[Begin DATASET ENTRIES]

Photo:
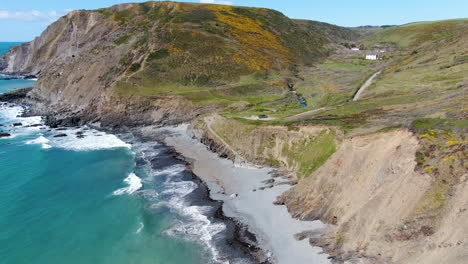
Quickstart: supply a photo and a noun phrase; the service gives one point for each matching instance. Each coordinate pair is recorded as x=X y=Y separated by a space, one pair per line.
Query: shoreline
x=266 y=231
x=248 y=197
x=235 y=242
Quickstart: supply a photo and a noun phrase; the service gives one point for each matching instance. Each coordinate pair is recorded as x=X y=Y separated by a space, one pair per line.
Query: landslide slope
x=120 y=60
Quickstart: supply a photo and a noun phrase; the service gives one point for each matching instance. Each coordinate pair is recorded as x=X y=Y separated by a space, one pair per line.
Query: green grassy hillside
x=208 y=52
x=415 y=34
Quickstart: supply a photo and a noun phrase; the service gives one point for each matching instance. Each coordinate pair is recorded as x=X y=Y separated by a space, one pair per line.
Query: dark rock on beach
x=4 y=135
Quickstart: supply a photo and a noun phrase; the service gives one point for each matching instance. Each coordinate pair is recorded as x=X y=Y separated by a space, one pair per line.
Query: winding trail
x=208 y=121
x=323 y=109
x=365 y=86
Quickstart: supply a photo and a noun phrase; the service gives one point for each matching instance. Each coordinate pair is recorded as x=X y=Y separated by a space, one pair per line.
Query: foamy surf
x=92 y=140
x=134 y=184
x=12 y=114
x=40 y=140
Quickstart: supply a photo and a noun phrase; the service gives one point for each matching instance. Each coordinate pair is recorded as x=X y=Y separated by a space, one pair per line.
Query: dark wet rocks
x=14 y=95
x=2 y=134
x=307 y=234
x=80 y=134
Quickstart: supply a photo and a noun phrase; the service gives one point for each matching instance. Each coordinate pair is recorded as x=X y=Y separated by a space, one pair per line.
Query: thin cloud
x=216 y=2
x=32 y=15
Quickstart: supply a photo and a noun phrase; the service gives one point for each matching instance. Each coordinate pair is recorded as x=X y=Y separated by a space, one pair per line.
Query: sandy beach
x=239 y=189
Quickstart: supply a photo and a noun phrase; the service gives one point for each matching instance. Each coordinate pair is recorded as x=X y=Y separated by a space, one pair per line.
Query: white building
x=371 y=56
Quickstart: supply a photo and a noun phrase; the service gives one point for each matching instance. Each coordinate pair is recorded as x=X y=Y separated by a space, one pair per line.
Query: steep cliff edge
x=380 y=204
x=160 y=62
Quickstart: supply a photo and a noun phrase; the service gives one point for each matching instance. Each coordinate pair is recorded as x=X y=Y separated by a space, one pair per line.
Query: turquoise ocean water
x=95 y=199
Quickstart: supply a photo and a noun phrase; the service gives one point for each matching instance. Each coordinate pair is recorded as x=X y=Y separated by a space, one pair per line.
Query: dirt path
x=209 y=120
x=365 y=86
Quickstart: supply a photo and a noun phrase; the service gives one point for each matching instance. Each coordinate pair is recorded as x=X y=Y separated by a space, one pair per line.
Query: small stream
x=302 y=101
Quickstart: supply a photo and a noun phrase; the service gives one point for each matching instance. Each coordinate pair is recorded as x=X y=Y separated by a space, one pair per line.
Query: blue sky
x=22 y=20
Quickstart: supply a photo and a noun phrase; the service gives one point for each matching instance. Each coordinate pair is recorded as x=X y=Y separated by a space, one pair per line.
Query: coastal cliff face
x=394 y=197
x=149 y=63
x=378 y=204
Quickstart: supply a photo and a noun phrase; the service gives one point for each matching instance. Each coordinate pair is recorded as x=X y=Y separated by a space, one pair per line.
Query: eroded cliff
x=378 y=204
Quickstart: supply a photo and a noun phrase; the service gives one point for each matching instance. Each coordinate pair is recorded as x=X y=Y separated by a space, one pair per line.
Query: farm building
x=372 y=56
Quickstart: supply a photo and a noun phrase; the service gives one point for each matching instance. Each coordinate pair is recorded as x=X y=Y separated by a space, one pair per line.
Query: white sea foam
x=170 y=171
x=40 y=140
x=92 y=140
x=197 y=226
x=134 y=184
x=11 y=113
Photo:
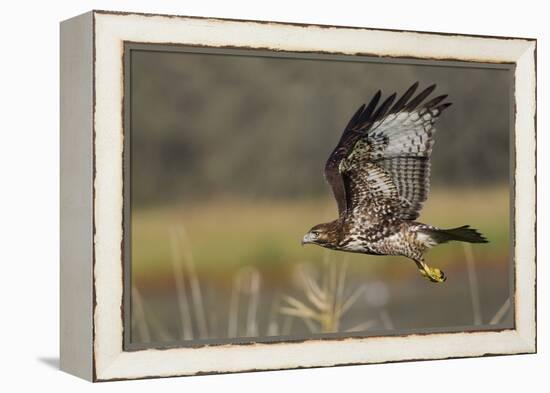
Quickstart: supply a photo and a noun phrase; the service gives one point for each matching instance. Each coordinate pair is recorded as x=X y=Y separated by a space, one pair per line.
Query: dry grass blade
x=328 y=302
x=362 y=326
x=183 y=303
x=196 y=293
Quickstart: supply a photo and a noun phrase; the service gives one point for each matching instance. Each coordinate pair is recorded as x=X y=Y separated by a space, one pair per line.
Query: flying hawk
x=380 y=176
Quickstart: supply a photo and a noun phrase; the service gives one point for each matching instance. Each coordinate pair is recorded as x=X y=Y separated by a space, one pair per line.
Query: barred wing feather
x=384 y=153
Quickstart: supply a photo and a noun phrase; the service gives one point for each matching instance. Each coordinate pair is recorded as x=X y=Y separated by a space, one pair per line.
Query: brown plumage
x=380 y=177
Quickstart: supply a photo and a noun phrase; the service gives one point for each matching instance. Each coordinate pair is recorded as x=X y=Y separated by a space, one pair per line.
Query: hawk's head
x=323 y=234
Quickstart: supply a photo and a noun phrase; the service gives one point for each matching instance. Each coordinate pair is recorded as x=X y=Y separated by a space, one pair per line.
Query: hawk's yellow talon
x=432 y=273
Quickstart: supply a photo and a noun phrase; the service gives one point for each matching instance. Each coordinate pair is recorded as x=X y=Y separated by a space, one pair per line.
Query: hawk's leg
x=431 y=273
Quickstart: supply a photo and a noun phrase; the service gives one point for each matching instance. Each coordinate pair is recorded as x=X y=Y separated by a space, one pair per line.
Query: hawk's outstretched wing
x=384 y=153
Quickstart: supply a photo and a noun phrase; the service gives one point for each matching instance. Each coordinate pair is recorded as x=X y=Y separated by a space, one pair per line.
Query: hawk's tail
x=461 y=234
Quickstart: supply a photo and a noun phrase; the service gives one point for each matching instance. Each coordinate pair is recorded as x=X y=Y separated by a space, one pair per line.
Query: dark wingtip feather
x=367 y=112
x=420 y=97
x=444 y=106
x=400 y=104
x=355 y=117
x=381 y=111
x=433 y=102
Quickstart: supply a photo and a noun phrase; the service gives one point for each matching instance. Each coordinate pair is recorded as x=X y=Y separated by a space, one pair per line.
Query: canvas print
x=280 y=196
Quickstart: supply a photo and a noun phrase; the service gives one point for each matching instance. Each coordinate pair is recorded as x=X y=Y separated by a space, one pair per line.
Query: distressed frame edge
x=525 y=335
x=76 y=196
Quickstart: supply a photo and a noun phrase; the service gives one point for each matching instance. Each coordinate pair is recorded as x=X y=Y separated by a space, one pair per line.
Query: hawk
x=380 y=177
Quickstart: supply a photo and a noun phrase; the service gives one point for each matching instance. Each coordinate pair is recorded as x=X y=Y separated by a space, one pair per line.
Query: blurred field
x=251 y=251
x=227 y=234
x=227 y=156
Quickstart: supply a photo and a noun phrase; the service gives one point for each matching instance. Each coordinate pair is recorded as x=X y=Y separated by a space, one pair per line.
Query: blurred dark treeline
x=261 y=127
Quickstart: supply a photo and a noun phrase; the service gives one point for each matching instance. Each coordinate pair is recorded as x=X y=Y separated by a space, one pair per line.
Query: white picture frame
x=92 y=195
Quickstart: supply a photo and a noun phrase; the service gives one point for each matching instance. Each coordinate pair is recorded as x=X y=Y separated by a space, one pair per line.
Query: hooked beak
x=308 y=238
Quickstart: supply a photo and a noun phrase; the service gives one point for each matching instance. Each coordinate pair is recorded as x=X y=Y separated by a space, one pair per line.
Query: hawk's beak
x=308 y=238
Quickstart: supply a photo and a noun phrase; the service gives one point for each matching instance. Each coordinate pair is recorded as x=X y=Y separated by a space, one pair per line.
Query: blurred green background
x=227 y=157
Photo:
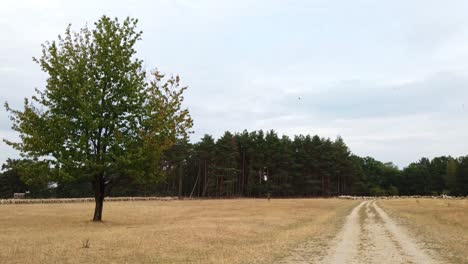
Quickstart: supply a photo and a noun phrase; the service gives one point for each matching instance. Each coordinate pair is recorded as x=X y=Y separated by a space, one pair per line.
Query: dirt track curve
x=368 y=235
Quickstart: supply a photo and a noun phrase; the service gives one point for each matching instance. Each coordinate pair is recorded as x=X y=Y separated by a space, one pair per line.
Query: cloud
x=389 y=77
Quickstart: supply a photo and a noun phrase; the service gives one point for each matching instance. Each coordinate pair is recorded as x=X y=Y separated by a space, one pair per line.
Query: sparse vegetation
x=442 y=225
x=193 y=231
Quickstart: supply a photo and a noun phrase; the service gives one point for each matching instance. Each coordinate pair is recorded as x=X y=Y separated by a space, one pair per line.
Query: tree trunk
x=99 y=188
x=180 y=181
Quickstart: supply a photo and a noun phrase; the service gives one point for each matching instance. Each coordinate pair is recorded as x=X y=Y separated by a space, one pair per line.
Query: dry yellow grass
x=441 y=223
x=195 y=231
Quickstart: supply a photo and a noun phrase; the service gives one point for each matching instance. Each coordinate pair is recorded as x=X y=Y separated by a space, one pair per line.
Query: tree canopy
x=100 y=116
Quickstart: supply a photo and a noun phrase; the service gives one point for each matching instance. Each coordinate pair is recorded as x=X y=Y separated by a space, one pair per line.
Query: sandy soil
x=368 y=235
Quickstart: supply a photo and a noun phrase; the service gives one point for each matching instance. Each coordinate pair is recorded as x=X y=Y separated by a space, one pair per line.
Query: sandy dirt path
x=368 y=235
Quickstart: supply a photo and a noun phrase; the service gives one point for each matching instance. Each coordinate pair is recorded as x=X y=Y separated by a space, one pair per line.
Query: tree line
x=103 y=125
x=261 y=164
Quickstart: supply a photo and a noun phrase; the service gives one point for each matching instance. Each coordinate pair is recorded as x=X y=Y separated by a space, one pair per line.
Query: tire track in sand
x=368 y=235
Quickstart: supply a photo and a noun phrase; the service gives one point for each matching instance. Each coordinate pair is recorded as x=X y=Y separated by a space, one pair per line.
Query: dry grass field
x=441 y=223
x=191 y=231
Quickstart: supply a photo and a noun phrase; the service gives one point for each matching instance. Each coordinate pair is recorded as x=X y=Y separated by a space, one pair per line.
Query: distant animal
x=19 y=195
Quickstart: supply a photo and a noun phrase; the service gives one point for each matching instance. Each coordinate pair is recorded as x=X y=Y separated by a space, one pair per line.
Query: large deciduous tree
x=100 y=116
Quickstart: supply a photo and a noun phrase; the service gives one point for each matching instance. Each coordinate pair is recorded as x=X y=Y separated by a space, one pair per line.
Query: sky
x=389 y=77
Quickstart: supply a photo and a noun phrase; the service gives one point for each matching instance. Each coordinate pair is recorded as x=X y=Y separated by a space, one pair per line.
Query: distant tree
x=98 y=118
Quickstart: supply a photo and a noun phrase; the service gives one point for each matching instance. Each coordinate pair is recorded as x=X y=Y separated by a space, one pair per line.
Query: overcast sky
x=390 y=77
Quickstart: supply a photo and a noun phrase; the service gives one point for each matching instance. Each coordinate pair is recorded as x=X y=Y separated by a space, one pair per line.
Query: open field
x=442 y=224
x=194 y=231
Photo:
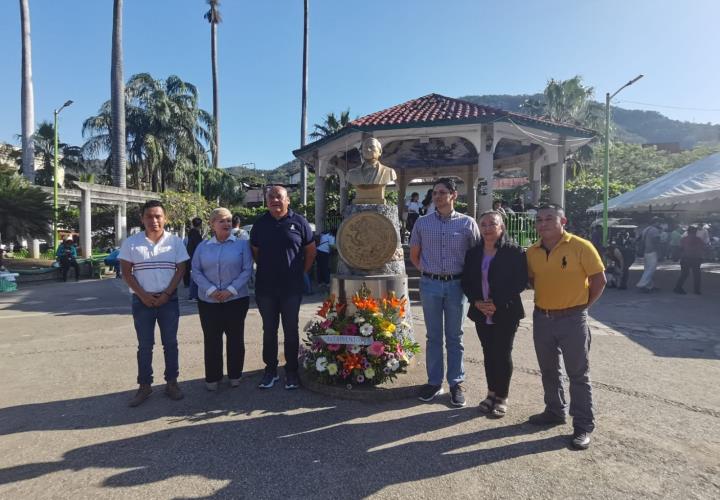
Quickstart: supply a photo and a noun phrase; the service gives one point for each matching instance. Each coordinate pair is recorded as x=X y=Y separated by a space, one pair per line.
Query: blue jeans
x=444 y=307
x=167 y=317
x=272 y=308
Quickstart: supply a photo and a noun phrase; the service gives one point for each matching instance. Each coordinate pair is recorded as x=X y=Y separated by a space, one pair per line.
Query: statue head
x=371 y=149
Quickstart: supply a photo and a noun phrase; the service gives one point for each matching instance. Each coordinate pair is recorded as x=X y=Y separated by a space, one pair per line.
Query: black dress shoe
x=580 y=440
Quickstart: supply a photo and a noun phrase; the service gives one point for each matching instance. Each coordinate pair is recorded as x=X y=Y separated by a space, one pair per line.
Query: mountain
x=631 y=125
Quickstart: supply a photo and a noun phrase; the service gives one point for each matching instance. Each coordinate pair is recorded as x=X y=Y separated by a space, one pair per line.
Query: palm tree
x=166 y=132
x=27 y=100
x=213 y=17
x=117 y=100
x=303 y=113
x=331 y=124
x=24 y=209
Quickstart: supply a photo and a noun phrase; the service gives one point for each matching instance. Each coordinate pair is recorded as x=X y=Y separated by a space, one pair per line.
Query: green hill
x=632 y=125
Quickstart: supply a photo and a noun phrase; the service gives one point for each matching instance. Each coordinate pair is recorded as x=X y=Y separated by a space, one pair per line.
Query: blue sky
x=366 y=55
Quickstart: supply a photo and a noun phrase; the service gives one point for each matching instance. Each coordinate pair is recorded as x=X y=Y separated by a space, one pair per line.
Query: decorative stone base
x=406 y=386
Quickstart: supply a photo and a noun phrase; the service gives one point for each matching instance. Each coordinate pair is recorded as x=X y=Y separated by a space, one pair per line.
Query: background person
x=567 y=274
x=153 y=264
x=284 y=249
x=692 y=251
x=494 y=274
x=194 y=239
x=67 y=257
x=221 y=268
x=438 y=245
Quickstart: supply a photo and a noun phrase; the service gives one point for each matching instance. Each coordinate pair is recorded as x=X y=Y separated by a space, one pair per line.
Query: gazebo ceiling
x=436 y=110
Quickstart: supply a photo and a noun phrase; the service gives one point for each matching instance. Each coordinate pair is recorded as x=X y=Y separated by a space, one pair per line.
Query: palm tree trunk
x=26 y=96
x=117 y=100
x=303 y=117
x=216 y=108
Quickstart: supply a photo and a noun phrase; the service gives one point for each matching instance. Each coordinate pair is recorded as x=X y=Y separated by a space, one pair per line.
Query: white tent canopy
x=694 y=187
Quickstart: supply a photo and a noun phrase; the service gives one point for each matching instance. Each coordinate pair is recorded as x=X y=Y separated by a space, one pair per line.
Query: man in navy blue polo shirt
x=284 y=250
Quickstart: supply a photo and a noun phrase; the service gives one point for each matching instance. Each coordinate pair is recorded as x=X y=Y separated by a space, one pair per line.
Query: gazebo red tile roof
x=436 y=110
x=428 y=109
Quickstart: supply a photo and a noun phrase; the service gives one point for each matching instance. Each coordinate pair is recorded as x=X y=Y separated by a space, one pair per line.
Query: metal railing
x=521 y=227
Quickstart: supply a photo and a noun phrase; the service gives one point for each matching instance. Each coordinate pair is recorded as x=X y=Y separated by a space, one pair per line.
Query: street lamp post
x=606 y=170
x=55 y=204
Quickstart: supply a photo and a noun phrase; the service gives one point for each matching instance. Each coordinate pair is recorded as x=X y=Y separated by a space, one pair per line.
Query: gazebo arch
x=435 y=136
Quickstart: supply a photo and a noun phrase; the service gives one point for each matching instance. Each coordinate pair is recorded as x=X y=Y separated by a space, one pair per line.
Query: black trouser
x=688 y=264
x=497 y=341
x=66 y=264
x=323 y=267
x=272 y=308
x=227 y=318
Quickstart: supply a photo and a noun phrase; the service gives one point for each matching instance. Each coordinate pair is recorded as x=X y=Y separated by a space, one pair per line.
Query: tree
x=24 y=209
x=117 y=100
x=331 y=124
x=213 y=17
x=27 y=100
x=166 y=132
x=181 y=207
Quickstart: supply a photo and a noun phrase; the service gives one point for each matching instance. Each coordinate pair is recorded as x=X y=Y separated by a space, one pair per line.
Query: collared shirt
x=560 y=276
x=443 y=241
x=225 y=265
x=153 y=264
x=281 y=253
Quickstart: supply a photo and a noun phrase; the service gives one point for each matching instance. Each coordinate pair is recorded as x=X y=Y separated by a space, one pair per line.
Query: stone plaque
x=367 y=240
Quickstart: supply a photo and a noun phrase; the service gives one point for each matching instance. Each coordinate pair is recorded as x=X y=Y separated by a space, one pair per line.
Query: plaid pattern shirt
x=443 y=241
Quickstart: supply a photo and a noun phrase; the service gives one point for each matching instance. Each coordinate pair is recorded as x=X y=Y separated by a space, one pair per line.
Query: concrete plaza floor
x=67 y=362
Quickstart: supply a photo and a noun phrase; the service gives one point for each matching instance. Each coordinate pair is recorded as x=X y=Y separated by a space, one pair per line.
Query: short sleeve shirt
x=561 y=276
x=281 y=253
x=443 y=241
x=153 y=264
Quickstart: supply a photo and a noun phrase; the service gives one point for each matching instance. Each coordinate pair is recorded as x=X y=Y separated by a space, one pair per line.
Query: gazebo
x=438 y=136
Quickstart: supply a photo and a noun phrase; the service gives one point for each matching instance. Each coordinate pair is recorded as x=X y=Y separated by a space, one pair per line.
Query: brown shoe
x=173 y=390
x=141 y=395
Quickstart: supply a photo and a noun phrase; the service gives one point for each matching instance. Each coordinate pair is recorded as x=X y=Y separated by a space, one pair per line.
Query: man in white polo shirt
x=153 y=263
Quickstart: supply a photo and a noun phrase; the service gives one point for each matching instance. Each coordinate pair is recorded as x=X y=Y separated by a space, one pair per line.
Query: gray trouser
x=570 y=336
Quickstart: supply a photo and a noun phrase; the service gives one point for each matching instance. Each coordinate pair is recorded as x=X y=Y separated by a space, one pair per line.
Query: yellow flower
x=387 y=326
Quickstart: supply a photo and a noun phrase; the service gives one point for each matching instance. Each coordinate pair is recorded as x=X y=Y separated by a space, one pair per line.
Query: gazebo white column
x=535 y=176
x=342 y=187
x=485 y=168
x=320 y=172
x=85 y=223
x=120 y=223
x=557 y=176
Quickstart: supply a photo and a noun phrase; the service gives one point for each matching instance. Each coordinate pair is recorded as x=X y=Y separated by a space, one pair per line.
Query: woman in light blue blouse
x=221 y=268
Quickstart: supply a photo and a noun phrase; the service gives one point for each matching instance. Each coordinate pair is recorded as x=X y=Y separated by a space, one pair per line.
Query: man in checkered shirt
x=437 y=248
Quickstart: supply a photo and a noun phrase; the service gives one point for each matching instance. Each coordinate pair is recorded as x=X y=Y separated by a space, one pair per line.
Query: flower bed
x=371 y=346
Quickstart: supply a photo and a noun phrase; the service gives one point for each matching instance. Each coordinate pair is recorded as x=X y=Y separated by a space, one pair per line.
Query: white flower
x=366 y=330
x=321 y=364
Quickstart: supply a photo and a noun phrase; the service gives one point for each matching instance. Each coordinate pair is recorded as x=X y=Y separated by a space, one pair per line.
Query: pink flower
x=377 y=348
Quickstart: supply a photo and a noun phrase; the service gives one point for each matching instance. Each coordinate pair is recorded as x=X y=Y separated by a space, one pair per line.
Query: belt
x=442 y=277
x=559 y=313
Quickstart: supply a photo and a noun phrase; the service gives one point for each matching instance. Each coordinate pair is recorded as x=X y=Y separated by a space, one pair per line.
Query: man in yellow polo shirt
x=568 y=276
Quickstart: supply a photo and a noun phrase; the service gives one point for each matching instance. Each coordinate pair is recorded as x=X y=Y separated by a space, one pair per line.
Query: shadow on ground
x=324 y=450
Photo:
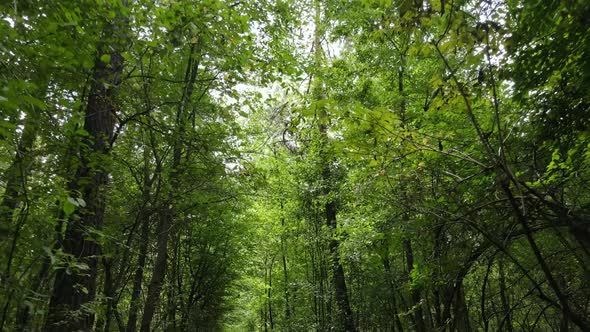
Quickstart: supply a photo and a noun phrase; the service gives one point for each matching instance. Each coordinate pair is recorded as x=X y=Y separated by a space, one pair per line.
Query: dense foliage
x=362 y=165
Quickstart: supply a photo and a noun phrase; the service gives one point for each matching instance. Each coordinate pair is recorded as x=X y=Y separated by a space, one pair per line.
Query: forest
x=295 y=165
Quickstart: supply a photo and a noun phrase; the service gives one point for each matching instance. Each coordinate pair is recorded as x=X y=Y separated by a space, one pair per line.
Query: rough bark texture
x=75 y=289
x=167 y=212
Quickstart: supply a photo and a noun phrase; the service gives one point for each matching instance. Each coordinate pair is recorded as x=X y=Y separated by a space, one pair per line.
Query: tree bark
x=167 y=212
x=75 y=287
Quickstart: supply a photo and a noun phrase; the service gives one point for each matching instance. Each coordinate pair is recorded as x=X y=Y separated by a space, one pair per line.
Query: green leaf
x=69 y=207
x=106 y=58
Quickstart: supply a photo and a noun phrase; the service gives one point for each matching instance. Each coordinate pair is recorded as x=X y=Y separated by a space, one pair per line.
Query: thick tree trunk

[End DATASET ENTRIES]

TASK REQUIREMENTS >>
Pull out every line in the listing above that contains the string "track", treating uppercase and lowercase as different.

FINISHED EXERCISE >>
Query: dirt track curve
Query: tire track in sand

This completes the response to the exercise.